*Instruction*.
Please take the part of the listing that opens with the line containing "Target: green stem" and closes with the line containing "x=378, y=394", and write it out again with "pin" swapped for "marker" and nothing else altered. Leave the pictures out of your answer.

*Information supplied*.
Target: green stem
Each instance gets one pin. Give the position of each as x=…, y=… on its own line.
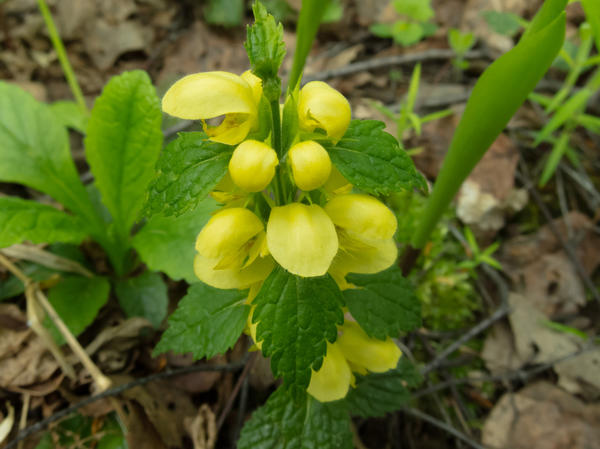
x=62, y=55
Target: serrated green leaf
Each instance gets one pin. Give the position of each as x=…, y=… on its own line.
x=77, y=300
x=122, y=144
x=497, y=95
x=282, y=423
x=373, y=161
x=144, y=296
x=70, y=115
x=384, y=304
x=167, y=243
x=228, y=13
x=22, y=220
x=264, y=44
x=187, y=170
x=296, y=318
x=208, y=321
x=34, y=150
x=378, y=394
--
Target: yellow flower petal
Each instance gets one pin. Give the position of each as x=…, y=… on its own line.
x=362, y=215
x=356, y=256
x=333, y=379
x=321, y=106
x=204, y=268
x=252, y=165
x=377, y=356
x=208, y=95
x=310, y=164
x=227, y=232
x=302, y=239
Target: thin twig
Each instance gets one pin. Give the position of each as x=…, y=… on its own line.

*Right answer*.
Target: green stem
Each instance gets one marker. Give the position of each as x=…, y=… on its own line.
x=62, y=55
Target: serrated green leaf
Each instance gets one marker. Give the position of each as x=…, y=… on its own line.
x=77, y=300
x=122, y=144
x=497, y=95
x=282, y=423
x=373, y=161
x=144, y=296
x=70, y=115
x=384, y=304
x=167, y=243
x=228, y=13
x=22, y=220
x=264, y=44
x=187, y=170
x=296, y=318
x=208, y=321
x=34, y=150
x=378, y=394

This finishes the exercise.